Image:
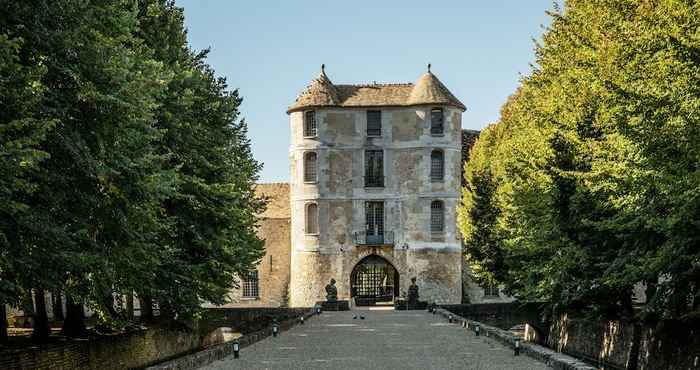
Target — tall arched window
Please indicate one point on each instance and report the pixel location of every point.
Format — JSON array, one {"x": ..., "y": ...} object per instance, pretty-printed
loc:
[
  {"x": 312, "y": 218},
  {"x": 310, "y": 163},
  {"x": 437, "y": 217},
  {"x": 437, "y": 121},
  {"x": 437, "y": 165},
  {"x": 310, "y": 129}
]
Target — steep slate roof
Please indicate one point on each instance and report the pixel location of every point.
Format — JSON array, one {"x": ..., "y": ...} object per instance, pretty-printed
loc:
[{"x": 323, "y": 93}]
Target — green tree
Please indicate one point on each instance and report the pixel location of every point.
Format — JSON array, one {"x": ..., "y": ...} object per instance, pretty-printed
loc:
[
  {"x": 595, "y": 163},
  {"x": 213, "y": 212}
]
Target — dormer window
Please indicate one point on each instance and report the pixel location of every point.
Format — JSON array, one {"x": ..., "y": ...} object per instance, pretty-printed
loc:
[
  {"x": 310, "y": 129},
  {"x": 374, "y": 123},
  {"x": 437, "y": 166},
  {"x": 437, "y": 122},
  {"x": 310, "y": 169}
]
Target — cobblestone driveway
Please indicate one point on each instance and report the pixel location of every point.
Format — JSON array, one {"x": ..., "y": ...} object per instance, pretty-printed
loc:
[{"x": 384, "y": 340}]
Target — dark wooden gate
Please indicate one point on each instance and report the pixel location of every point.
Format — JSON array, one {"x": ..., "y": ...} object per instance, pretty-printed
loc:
[{"x": 374, "y": 280}]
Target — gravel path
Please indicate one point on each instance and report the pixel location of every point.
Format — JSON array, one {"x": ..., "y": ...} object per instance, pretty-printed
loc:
[{"x": 384, "y": 340}]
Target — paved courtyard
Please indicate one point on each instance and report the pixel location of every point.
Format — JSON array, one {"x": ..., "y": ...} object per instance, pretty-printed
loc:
[{"x": 384, "y": 340}]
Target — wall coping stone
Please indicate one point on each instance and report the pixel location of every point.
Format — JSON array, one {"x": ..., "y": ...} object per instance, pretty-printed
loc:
[
  {"x": 556, "y": 360},
  {"x": 220, "y": 351}
]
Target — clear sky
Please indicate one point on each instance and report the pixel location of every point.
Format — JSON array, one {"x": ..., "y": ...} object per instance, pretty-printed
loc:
[{"x": 270, "y": 50}]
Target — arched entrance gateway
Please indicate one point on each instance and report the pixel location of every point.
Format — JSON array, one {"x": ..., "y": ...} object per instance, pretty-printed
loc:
[{"x": 374, "y": 281}]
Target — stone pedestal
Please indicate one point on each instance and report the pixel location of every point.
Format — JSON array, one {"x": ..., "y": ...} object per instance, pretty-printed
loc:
[
  {"x": 334, "y": 306},
  {"x": 402, "y": 304}
]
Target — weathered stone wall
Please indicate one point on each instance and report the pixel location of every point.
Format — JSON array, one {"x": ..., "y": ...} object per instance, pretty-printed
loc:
[
  {"x": 274, "y": 267},
  {"x": 125, "y": 351},
  {"x": 668, "y": 345},
  {"x": 503, "y": 315},
  {"x": 407, "y": 193}
]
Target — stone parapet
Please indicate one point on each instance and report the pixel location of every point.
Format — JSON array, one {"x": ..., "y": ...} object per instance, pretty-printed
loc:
[{"x": 552, "y": 358}]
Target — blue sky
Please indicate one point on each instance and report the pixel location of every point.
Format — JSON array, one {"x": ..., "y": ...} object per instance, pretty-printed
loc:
[{"x": 270, "y": 50}]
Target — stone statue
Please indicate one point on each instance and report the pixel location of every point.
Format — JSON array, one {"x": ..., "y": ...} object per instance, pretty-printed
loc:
[
  {"x": 331, "y": 292},
  {"x": 413, "y": 292}
]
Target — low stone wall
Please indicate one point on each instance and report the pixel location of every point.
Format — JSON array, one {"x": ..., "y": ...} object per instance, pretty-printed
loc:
[
  {"x": 504, "y": 315},
  {"x": 246, "y": 320},
  {"x": 123, "y": 351},
  {"x": 555, "y": 360},
  {"x": 219, "y": 351},
  {"x": 616, "y": 344},
  {"x": 148, "y": 347}
]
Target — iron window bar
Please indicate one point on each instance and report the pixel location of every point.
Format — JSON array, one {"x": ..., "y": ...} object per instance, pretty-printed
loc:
[{"x": 370, "y": 237}]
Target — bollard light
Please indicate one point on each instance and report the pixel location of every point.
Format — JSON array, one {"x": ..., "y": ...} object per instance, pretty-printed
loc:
[{"x": 236, "y": 348}]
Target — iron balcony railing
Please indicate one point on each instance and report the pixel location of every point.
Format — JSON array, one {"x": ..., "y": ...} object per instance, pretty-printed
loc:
[
  {"x": 374, "y": 181},
  {"x": 373, "y": 238}
]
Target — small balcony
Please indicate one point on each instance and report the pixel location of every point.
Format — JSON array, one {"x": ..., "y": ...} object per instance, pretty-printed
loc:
[
  {"x": 374, "y": 181},
  {"x": 367, "y": 238}
]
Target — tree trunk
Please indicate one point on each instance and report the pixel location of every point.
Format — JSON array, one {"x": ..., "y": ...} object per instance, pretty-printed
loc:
[
  {"x": 130, "y": 306},
  {"x": 42, "y": 330},
  {"x": 57, "y": 301},
  {"x": 74, "y": 324},
  {"x": 633, "y": 361},
  {"x": 3, "y": 323},
  {"x": 146, "y": 303}
]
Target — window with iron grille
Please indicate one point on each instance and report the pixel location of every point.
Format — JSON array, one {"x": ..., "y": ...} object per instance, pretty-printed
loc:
[
  {"x": 490, "y": 290},
  {"x": 437, "y": 165},
  {"x": 310, "y": 164},
  {"x": 374, "y": 221},
  {"x": 312, "y": 218},
  {"x": 437, "y": 119},
  {"x": 251, "y": 285},
  {"x": 374, "y": 168},
  {"x": 374, "y": 123},
  {"x": 310, "y": 124},
  {"x": 437, "y": 217}
]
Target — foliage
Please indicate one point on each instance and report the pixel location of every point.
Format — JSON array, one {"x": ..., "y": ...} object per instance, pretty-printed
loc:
[
  {"x": 593, "y": 165},
  {"x": 125, "y": 166}
]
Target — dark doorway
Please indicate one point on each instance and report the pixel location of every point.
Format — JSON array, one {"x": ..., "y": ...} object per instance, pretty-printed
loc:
[{"x": 374, "y": 281}]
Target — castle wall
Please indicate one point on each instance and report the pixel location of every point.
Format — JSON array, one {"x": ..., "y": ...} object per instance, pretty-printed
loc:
[
  {"x": 274, "y": 267},
  {"x": 340, "y": 193}
]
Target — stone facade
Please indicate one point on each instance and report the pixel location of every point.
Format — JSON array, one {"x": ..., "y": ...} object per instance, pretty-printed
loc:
[
  {"x": 340, "y": 192},
  {"x": 273, "y": 268},
  {"x": 339, "y": 143}
]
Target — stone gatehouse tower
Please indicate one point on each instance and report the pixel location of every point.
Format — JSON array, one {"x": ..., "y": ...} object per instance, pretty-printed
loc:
[{"x": 375, "y": 183}]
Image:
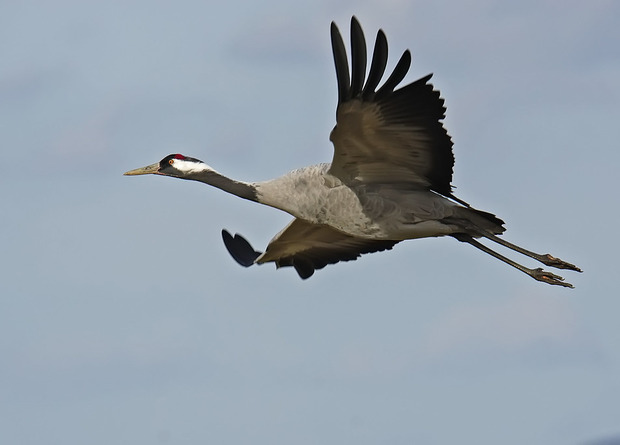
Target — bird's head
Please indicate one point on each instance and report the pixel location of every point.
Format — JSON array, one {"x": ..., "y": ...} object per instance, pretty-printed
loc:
[{"x": 175, "y": 165}]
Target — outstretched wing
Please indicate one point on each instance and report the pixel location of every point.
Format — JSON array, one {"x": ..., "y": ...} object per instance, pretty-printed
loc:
[
  {"x": 304, "y": 246},
  {"x": 384, "y": 135}
]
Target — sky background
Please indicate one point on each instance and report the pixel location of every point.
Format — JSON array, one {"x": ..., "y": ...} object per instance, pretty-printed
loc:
[{"x": 123, "y": 320}]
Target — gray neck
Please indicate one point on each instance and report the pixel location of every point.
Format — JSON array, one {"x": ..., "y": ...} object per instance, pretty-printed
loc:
[{"x": 241, "y": 189}]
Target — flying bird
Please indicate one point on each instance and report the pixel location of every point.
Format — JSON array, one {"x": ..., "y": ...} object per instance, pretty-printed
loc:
[{"x": 389, "y": 179}]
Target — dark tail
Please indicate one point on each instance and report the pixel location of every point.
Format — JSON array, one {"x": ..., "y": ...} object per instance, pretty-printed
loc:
[{"x": 240, "y": 249}]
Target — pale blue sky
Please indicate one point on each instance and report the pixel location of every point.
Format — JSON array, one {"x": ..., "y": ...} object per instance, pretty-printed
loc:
[{"x": 124, "y": 320}]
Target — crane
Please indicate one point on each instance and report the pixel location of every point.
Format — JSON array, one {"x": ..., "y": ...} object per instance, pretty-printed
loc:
[{"x": 389, "y": 179}]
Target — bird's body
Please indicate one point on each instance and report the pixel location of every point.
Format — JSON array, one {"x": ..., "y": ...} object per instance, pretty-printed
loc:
[{"x": 389, "y": 180}]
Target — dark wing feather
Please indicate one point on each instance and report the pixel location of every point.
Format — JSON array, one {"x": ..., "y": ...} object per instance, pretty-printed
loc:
[
  {"x": 390, "y": 136},
  {"x": 308, "y": 247}
]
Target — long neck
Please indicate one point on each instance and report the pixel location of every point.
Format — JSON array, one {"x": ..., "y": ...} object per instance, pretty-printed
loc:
[{"x": 241, "y": 189}]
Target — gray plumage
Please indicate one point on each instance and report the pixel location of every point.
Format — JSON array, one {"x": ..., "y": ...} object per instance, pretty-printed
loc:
[{"x": 389, "y": 180}]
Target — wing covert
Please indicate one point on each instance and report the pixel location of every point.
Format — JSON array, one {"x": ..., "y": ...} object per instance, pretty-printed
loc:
[
  {"x": 387, "y": 135},
  {"x": 308, "y": 247}
]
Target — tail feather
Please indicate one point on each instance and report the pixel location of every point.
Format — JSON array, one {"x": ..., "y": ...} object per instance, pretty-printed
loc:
[{"x": 240, "y": 249}]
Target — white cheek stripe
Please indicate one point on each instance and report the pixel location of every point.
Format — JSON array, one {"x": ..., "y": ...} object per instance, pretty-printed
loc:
[{"x": 191, "y": 167}]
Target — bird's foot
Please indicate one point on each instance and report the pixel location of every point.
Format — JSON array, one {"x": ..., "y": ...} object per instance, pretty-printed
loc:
[
  {"x": 552, "y": 261},
  {"x": 549, "y": 278}
]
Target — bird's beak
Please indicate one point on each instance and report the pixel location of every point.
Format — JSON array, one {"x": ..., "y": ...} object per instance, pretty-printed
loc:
[{"x": 149, "y": 169}]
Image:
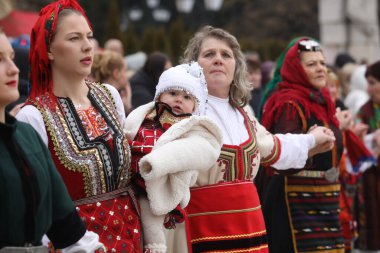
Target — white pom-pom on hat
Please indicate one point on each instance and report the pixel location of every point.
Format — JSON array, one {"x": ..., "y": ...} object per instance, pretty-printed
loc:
[{"x": 187, "y": 77}]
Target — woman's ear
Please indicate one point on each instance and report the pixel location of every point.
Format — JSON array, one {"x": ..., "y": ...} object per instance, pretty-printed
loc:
[{"x": 116, "y": 73}]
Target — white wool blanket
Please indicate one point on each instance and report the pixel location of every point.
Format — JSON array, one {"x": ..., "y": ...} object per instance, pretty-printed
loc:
[{"x": 186, "y": 148}]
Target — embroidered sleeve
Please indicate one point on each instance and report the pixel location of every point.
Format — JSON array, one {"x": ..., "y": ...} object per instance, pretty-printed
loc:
[{"x": 269, "y": 145}]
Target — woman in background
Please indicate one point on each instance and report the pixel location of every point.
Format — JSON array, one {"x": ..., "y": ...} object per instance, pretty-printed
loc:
[{"x": 301, "y": 208}]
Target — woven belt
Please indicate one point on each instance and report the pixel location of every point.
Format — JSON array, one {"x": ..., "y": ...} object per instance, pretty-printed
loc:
[
  {"x": 331, "y": 175},
  {"x": 103, "y": 197}
]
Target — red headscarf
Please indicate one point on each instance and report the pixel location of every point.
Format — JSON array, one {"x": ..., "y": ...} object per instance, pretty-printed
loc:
[
  {"x": 42, "y": 33},
  {"x": 296, "y": 87}
]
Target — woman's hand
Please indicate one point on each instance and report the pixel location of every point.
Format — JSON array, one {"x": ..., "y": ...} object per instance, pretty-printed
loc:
[
  {"x": 360, "y": 129},
  {"x": 324, "y": 139}
]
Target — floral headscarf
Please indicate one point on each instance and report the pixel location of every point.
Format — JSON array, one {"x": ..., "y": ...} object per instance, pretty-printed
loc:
[
  {"x": 296, "y": 87},
  {"x": 41, "y": 38}
]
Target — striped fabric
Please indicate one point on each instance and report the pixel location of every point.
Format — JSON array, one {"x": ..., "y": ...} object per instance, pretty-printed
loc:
[
  {"x": 208, "y": 217},
  {"x": 313, "y": 213}
]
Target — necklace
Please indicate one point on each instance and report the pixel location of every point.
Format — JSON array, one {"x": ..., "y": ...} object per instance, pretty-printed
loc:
[{"x": 78, "y": 106}]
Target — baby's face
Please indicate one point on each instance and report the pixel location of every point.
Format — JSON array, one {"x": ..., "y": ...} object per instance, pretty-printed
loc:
[{"x": 180, "y": 101}]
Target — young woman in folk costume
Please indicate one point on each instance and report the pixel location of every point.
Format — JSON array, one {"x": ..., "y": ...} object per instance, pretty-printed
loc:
[
  {"x": 82, "y": 124},
  {"x": 224, "y": 212},
  {"x": 368, "y": 206}
]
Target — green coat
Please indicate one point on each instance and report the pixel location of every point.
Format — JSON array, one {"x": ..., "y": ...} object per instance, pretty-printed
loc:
[{"x": 33, "y": 198}]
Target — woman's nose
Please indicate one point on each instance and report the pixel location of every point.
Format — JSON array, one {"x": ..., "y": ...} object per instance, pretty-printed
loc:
[{"x": 88, "y": 45}]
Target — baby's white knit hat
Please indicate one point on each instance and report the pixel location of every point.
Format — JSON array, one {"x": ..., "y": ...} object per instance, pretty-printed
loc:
[{"x": 186, "y": 77}]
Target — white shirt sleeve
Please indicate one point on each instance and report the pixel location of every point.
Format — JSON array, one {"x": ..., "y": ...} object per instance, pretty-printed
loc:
[
  {"x": 31, "y": 115},
  {"x": 118, "y": 102},
  {"x": 294, "y": 150}
]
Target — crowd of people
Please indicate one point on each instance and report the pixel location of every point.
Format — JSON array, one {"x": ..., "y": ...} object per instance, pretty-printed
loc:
[{"x": 220, "y": 153}]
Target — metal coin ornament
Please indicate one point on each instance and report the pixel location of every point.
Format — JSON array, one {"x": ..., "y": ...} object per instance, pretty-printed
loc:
[{"x": 332, "y": 174}]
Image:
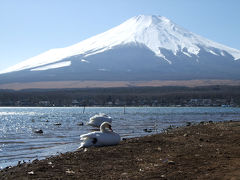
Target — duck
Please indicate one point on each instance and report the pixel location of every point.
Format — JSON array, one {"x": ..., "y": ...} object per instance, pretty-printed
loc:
[
  {"x": 104, "y": 137},
  {"x": 98, "y": 119}
]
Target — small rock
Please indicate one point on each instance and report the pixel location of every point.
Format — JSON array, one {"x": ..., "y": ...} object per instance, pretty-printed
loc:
[
  {"x": 39, "y": 131},
  {"x": 188, "y": 123},
  {"x": 80, "y": 124},
  {"x": 31, "y": 173},
  {"x": 171, "y": 163},
  {"x": 68, "y": 171}
]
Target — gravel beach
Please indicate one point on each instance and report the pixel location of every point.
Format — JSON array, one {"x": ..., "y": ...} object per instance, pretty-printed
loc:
[{"x": 204, "y": 151}]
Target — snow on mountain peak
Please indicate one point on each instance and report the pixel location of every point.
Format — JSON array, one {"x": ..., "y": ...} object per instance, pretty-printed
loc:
[{"x": 155, "y": 32}]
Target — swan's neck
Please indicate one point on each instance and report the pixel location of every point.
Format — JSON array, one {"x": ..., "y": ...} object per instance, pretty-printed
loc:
[{"x": 104, "y": 130}]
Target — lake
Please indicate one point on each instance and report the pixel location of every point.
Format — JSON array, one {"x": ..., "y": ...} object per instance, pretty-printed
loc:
[{"x": 19, "y": 142}]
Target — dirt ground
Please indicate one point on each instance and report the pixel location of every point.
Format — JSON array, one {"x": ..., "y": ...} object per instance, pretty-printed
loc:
[{"x": 203, "y": 151}]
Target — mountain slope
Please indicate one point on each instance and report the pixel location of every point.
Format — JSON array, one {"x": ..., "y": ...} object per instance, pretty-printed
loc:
[{"x": 142, "y": 48}]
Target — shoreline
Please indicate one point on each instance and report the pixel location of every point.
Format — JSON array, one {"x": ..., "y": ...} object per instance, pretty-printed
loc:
[{"x": 202, "y": 151}]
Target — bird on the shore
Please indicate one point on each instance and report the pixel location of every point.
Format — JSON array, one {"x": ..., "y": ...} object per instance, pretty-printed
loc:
[
  {"x": 98, "y": 119},
  {"x": 104, "y": 137}
]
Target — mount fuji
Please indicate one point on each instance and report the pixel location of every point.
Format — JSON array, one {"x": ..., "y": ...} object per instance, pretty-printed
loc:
[{"x": 143, "y": 48}]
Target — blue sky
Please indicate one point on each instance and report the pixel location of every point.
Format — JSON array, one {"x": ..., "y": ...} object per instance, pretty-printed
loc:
[{"x": 30, "y": 27}]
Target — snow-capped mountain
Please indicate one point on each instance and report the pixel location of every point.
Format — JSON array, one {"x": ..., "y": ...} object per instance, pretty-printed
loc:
[{"x": 141, "y": 48}]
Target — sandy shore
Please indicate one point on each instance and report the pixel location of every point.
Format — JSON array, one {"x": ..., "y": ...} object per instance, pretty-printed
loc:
[{"x": 203, "y": 151}]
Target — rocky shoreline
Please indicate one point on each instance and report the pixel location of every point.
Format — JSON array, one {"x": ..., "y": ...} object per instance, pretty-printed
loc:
[{"x": 203, "y": 151}]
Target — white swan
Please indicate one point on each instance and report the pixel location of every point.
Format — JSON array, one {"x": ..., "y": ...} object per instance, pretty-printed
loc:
[
  {"x": 104, "y": 137},
  {"x": 98, "y": 119}
]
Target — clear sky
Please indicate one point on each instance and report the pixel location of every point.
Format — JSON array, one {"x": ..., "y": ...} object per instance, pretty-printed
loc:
[{"x": 30, "y": 27}]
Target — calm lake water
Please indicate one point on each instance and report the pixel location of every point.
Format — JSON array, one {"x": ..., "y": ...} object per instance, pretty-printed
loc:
[{"x": 19, "y": 142}]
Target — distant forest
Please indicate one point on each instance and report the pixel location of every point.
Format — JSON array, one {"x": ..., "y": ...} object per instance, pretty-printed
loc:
[{"x": 129, "y": 96}]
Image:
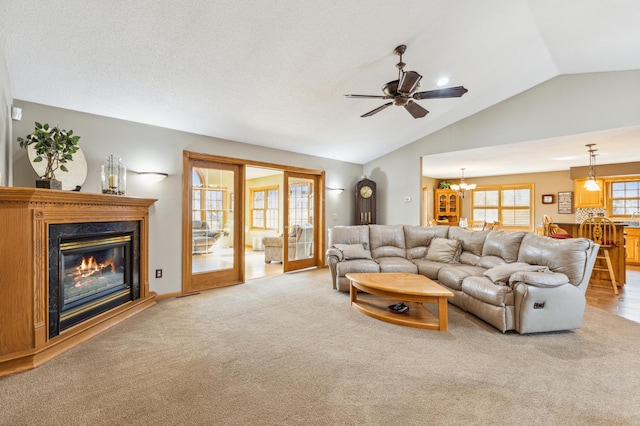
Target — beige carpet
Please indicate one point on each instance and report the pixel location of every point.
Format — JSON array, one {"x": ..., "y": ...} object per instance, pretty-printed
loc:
[{"x": 289, "y": 350}]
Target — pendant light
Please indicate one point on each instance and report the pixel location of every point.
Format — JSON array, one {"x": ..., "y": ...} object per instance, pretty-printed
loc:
[
  {"x": 591, "y": 184},
  {"x": 462, "y": 188}
]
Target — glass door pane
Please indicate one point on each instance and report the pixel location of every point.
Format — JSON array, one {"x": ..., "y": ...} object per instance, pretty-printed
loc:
[
  {"x": 300, "y": 221},
  {"x": 213, "y": 245},
  {"x": 212, "y": 219}
]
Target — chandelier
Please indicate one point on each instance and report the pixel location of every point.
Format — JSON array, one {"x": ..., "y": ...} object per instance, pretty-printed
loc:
[
  {"x": 462, "y": 188},
  {"x": 591, "y": 184}
]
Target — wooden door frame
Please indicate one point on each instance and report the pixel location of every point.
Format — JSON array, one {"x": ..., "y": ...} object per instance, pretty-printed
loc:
[
  {"x": 295, "y": 265},
  {"x": 232, "y": 276},
  {"x": 240, "y": 239}
]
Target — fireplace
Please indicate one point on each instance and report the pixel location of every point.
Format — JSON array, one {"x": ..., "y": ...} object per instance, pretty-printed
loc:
[{"x": 93, "y": 267}]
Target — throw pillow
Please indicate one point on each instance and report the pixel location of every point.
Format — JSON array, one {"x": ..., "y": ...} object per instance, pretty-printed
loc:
[
  {"x": 353, "y": 251},
  {"x": 444, "y": 250}
]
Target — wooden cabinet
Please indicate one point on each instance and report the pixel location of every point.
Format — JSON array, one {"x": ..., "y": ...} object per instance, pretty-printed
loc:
[
  {"x": 632, "y": 245},
  {"x": 447, "y": 206},
  {"x": 588, "y": 199}
]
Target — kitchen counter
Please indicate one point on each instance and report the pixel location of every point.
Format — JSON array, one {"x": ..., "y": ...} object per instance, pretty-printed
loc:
[{"x": 618, "y": 256}]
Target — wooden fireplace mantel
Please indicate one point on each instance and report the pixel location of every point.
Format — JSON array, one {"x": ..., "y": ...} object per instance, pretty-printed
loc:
[{"x": 25, "y": 216}]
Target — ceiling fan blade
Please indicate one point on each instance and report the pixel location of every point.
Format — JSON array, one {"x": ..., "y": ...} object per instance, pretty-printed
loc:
[
  {"x": 451, "y": 92},
  {"x": 416, "y": 110},
  {"x": 369, "y": 96},
  {"x": 408, "y": 82},
  {"x": 380, "y": 108}
]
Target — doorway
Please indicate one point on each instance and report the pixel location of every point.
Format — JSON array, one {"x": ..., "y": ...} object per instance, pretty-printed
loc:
[
  {"x": 212, "y": 234},
  {"x": 267, "y": 200}
]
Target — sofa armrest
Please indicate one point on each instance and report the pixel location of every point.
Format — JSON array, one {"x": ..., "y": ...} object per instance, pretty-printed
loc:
[
  {"x": 333, "y": 257},
  {"x": 539, "y": 309},
  {"x": 539, "y": 279}
]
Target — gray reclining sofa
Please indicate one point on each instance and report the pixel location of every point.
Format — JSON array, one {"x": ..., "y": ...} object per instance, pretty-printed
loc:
[{"x": 512, "y": 280}]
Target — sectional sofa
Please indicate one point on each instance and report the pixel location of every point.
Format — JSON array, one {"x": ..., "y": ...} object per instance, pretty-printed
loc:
[{"x": 512, "y": 280}]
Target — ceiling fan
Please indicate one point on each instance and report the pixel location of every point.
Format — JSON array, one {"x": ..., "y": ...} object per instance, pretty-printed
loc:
[{"x": 403, "y": 91}]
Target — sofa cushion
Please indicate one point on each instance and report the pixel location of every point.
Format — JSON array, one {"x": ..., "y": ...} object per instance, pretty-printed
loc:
[
  {"x": 501, "y": 273},
  {"x": 483, "y": 289},
  {"x": 444, "y": 250},
  {"x": 357, "y": 265},
  {"x": 353, "y": 251},
  {"x": 453, "y": 275},
  {"x": 568, "y": 257},
  {"x": 472, "y": 241},
  {"x": 469, "y": 258},
  {"x": 418, "y": 238},
  {"x": 344, "y": 234},
  {"x": 396, "y": 264},
  {"x": 503, "y": 244},
  {"x": 428, "y": 268},
  {"x": 540, "y": 279},
  {"x": 387, "y": 241},
  {"x": 491, "y": 261}
]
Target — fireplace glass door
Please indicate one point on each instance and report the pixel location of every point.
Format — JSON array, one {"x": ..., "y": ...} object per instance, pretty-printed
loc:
[{"x": 95, "y": 275}]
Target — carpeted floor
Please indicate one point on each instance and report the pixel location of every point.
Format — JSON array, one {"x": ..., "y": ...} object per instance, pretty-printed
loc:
[{"x": 289, "y": 350}]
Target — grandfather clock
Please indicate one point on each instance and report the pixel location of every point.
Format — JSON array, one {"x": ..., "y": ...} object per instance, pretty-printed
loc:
[{"x": 365, "y": 202}]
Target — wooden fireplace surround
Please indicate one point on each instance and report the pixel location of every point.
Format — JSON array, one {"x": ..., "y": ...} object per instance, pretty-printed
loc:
[{"x": 25, "y": 216}]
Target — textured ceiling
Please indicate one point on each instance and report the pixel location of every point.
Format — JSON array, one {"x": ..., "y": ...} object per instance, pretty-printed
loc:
[{"x": 274, "y": 72}]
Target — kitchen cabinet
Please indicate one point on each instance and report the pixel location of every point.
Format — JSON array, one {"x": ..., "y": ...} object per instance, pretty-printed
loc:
[
  {"x": 588, "y": 199},
  {"x": 447, "y": 206},
  {"x": 632, "y": 245}
]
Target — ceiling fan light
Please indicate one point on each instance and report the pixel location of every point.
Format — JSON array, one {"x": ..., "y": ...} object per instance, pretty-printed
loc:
[
  {"x": 442, "y": 81},
  {"x": 409, "y": 82},
  {"x": 591, "y": 185}
]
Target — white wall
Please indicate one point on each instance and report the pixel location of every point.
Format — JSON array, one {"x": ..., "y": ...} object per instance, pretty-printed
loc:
[
  {"x": 5, "y": 120},
  {"x": 149, "y": 148},
  {"x": 565, "y": 105}
]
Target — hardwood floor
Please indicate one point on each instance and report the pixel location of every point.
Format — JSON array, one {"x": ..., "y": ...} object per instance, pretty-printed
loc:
[{"x": 626, "y": 304}]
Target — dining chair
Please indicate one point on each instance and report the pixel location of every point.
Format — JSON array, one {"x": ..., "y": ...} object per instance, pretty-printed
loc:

• **EXERCISE**
Your reply is to be the number of lines above in which the word "arched" appears, and nothing else.

• **TASK OUTPUT**
2